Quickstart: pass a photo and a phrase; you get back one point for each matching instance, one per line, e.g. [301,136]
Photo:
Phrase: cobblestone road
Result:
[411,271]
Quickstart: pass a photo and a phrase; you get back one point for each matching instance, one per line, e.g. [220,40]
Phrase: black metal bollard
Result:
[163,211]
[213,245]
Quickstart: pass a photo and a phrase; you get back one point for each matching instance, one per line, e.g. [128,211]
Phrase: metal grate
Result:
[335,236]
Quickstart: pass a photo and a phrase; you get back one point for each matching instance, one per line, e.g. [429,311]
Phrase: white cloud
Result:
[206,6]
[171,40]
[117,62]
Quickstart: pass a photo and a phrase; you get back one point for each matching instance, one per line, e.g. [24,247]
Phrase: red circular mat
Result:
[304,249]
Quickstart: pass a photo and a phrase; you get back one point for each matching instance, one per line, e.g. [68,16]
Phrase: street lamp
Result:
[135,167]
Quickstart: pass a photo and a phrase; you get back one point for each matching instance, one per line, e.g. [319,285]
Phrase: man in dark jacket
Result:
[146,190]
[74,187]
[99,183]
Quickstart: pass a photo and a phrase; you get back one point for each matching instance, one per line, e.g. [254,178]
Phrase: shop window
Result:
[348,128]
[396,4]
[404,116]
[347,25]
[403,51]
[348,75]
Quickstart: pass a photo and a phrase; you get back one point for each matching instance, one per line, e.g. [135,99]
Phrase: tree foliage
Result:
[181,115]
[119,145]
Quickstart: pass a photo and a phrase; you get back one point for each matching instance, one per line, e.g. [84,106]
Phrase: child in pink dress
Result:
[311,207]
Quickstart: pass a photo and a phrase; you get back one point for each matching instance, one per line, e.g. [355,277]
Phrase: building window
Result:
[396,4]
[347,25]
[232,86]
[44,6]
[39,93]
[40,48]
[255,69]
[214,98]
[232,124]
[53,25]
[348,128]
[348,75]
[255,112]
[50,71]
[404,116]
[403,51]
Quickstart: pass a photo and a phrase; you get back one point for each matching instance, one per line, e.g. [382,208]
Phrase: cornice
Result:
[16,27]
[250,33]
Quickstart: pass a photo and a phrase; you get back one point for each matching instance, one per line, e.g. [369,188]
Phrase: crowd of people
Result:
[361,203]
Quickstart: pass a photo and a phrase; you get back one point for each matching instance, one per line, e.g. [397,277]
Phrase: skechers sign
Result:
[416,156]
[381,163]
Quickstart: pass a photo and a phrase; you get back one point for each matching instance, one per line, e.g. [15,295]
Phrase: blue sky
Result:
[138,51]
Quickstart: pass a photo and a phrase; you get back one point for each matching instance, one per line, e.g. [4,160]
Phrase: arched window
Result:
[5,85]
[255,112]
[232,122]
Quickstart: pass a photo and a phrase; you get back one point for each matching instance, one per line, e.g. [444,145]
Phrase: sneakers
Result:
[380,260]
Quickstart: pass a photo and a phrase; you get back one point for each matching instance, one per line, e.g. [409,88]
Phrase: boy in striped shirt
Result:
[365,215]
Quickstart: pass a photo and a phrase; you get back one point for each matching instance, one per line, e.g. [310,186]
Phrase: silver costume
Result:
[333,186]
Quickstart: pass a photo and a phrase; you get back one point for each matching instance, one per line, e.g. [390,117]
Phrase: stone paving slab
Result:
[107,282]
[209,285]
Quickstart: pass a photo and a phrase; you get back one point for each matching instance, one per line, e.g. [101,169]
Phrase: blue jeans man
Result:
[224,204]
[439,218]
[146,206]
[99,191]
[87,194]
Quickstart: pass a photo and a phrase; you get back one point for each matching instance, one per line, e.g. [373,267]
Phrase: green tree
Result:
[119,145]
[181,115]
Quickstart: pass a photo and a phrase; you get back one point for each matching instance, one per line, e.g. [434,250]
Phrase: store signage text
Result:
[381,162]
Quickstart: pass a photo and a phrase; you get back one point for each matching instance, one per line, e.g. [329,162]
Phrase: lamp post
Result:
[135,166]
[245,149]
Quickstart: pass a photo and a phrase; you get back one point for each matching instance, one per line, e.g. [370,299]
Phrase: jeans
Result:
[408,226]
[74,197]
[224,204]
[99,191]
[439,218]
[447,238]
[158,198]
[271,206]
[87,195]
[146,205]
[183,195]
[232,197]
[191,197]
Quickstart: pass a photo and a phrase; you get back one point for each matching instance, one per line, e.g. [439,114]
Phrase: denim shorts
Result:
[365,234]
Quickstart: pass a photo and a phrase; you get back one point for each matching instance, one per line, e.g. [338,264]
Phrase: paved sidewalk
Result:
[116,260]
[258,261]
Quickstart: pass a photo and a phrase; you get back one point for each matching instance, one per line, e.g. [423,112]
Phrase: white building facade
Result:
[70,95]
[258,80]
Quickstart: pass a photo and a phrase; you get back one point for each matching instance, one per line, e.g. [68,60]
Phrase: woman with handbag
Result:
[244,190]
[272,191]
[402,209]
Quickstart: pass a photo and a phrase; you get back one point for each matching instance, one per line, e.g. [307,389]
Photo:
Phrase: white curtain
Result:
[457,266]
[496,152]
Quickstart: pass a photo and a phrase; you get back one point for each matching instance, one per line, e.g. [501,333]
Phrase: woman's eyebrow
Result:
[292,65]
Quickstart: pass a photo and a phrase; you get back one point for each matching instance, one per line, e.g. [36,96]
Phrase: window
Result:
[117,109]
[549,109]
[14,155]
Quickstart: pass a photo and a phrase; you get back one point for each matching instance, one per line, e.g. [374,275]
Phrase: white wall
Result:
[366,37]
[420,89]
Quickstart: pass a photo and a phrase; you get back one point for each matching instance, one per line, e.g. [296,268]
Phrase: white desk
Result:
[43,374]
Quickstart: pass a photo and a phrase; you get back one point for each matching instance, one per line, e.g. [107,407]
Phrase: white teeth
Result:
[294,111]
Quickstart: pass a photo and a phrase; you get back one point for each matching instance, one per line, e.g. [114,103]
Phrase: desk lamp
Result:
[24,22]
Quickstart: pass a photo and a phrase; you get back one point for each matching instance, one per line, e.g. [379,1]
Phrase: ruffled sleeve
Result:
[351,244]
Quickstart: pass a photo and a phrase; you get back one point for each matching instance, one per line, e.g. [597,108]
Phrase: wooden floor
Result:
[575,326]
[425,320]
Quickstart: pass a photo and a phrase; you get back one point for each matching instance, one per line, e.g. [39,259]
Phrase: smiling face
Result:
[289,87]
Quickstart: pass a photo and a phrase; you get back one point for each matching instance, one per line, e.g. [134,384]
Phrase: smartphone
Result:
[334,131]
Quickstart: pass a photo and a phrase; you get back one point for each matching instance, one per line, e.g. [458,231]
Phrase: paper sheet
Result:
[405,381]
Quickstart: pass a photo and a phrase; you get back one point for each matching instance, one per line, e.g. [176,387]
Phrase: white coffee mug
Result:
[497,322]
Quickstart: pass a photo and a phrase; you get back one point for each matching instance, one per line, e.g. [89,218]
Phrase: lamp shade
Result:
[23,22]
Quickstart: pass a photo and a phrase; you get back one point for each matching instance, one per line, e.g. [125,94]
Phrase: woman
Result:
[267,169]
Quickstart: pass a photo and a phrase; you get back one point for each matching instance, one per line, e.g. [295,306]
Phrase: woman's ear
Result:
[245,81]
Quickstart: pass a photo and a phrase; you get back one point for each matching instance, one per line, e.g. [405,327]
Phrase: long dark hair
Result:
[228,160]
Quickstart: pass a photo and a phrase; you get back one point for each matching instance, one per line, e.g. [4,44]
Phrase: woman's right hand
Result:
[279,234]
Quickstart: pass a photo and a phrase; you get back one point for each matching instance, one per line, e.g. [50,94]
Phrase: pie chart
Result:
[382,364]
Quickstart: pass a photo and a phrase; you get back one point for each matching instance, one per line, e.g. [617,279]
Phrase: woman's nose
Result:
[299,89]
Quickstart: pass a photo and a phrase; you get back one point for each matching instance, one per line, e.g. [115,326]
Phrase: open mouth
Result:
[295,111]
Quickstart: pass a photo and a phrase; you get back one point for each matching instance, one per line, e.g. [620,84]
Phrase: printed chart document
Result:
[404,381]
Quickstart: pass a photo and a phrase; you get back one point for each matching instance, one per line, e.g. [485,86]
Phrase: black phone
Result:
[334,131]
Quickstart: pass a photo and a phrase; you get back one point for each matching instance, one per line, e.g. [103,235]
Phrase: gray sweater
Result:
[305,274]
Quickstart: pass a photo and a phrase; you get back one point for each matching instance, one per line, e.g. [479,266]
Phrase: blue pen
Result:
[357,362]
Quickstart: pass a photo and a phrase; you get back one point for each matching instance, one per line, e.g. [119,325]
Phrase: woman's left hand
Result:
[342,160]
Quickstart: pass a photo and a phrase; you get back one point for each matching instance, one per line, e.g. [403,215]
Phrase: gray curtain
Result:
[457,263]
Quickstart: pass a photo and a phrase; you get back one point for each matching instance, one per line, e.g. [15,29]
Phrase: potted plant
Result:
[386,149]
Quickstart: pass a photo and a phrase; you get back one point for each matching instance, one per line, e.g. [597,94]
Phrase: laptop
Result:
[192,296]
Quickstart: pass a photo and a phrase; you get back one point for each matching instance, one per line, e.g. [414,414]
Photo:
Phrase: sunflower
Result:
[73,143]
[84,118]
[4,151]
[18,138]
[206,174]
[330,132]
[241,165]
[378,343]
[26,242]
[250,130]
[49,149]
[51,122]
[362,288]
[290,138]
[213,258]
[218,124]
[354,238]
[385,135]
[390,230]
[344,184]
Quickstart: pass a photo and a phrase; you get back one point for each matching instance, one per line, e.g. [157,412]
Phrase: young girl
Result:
━━━━━━━━━━━━━━━━━━━━
### Task to complete
Copy exactly the lines above, from the one containing "line, e.g. [15,29]" through the very last line.

### Correct answer
Quickstart: pass a photo and a phrase; you get back one point for each matching instance, one per line, e.g. [15,29]
Phrase: potted plant
Result:
[386,149]
Quickstart: pass a photo and a phrase; you get back one point for each matching instance, one per line, e.g. [597,94]
Phrase: laptop
Result:
[192,296]
Quickstart: pass a photo and a phrase; you get back one point for each matching instance, one per line, e.g. [414,414]
Photo:
Phrase: sunflower
Result:
[73,143]
[84,118]
[4,151]
[18,138]
[206,174]
[330,132]
[241,165]
[378,343]
[26,242]
[250,130]
[49,149]
[51,122]
[362,288]
[290,138]
[213,258]
[218,124]
[354,238]
[385,135]
[390,230]
[344,184]
Quickstart: pass a photo and a phrase; you get back one point for each matching instance, one per line, e.g. [157,412]
Phrase: young girl
Result:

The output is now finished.